§ Recorded data
▬▬▬
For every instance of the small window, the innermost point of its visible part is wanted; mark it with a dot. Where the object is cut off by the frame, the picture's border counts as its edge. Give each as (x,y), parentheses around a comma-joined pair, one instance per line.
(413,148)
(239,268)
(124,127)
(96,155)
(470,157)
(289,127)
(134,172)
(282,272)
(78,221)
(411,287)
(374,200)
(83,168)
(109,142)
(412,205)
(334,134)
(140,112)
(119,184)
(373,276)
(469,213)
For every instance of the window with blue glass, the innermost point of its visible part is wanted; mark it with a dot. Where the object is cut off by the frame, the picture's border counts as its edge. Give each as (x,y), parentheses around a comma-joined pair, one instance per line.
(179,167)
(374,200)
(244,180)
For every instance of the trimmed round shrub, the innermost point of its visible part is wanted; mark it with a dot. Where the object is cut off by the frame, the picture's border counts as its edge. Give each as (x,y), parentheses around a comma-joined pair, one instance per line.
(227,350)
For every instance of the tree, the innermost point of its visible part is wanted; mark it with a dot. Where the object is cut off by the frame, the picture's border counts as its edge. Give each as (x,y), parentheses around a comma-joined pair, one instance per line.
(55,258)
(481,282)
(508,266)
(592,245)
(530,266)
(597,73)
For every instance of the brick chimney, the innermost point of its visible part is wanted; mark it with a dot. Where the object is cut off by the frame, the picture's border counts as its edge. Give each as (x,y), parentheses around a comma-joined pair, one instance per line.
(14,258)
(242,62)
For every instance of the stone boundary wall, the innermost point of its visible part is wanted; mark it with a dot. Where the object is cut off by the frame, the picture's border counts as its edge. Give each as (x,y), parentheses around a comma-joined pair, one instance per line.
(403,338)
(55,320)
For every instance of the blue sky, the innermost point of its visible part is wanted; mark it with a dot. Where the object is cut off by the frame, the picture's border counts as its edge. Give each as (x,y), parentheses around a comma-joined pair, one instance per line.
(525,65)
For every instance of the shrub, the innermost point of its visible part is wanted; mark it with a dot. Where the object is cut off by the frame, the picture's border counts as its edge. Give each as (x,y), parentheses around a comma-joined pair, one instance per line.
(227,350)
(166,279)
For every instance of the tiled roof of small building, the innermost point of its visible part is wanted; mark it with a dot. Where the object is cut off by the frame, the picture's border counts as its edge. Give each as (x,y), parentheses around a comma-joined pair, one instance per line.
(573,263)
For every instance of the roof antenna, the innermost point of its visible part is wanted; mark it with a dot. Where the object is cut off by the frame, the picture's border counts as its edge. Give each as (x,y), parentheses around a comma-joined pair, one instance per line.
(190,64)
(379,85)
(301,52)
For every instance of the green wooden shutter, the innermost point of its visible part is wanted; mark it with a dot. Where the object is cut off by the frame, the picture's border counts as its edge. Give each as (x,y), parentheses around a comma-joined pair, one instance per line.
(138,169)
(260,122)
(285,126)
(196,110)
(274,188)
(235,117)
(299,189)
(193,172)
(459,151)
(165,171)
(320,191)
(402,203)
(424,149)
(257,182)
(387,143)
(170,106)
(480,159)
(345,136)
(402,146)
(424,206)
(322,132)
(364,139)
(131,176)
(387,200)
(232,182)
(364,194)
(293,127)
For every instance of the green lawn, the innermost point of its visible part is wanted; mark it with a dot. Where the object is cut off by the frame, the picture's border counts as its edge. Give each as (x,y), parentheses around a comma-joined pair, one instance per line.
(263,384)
▬▬▬
§ Task details
Without leaving anything out, output all of the data above exactly.

§ Output below
For every instance of the small window, the innermost point of its visible part is wanted; mark it with a dot. Where the object is cut off by the frame, the picture's border counts as its edge. Give each as (x,y), parentheses around a comma-joined pair, one instance per line.
(413,148)
(239,268)
(124,127)
(96,155)
(470,157)
(289,127)
(134,172)
(282,272)
(78,221)
(411,287)
(374,200)
(83,168)
(109,142)
(412,205)
(334,134)
(140,112)
(119,184)
(373,276)
(469,213)
For every instance of the window with blue glass, the innermost point of its visible part is wanted; mark it with a dot. Where the object is cut off by the frame, the picture's border counts as its edge. Give each as (x,y), parentheses around a comma-joined pair, one instance per line.
(179,167)
(374,200)
(244,180)
For every instance of the trimmed round shrub, the innermost point of its visible part is wanted; mark it with a dot. Where the object is cut off by the frame, the picture's border counts as its edge. Give each as (x,y), parentheses around a comma-joined pair, one instance per line.
(227,350)
For every instance of the tree, the innermost point of its visible part is wanted; mark it with a dot. Where the object is cut off by the frame, the picture's border counts as its edge. Give each as (x,y), parentheses around a comma-joined pair, one instance per line.
(55,258)
(481,282)
(508,266)
(592,245)
(530,266)
(597,73)
For every instance of the brick chimney, the innermost point of its visible part is wanted; mark it with a dot. Where the object is cut off by the frame, the picture's border counts as its edge. Give each as (x,y), parentheses around a comma-joined pair, one instance per line.
(14,258)
(242,62)
For every instance of the stone boundary wall, the innermost point of its visible part is wanted; mark it with a dot. Where the object is cut off by the frame, the picture's border counts as its edge. Give each as (x,y), parentheses around a comma-joined pair, one instance per line.
(403,338)
(55,320)
For every instance of the blue sky, the innermost point of its visible part is wanted; mark it with a dot. Where the object is cut off by the frame, the picture's border counts as its edge. Give each as (x,y), parentheses around a comma-joined pair, one instance per line.
(525,65)
For every instance of the shrub, the innermost point of its visible part is wanted; mark it with a dot. Where the object is cut off by the frame, the picture's border counts as its edge. Give each as (x,y), parentheses around a comma-joined pair, one instance per line.
(227,350)
(166,279)
For every instance of the tiled roof of small building, the innermost point of its visible part is wanted; mark it with a dot. Where the object is cut off by the frame, the picture's border counts as its edge. Give each as (x,y), parentheses around a comma-joined pair, one instance per line.
(573,263)
For every instance of the roof antenna, the innermost point of its visible part is wanted; mark it with a dot. Where the object is cut off by the frame, the picture's border counts as its edge. Give each as (x,y), parentheses around a comma-joined pair, one instance per line.
(190,64)
(379,85)
(301,52)
For every instance of the green wooden shutter, the innermost point of its visible part is wanted; mark it with a dot. Where the object is cut off by the frame, the picture's border counts as its edge. Give each as (x,y), parentheses around a comma-joined pair, one instance per line.
(138,169)
(260,122)
(285,126)
(196,110)
(274,188)
(235,117)
(299,189)
(193,172)
(459,151)
(165,171)
(320,191)
(402,203)
(424,149)
(257,182)
(387,143)
(170,106)
(480,159)
(345,136)
(402,146)
(424,206)
(322,132)
(364,139)
(131,176)
(387,200)
(232,182)
(364,194)
(293,127)
For every instance of the green lawn, the innermost point of its visible part is wanted; mark it with a dot. Where the object is cut off by the frame, the picture's border counts as its edge. Give each as (x,y), parentheses around a comma-joined pair, one instance per line.
(263,384)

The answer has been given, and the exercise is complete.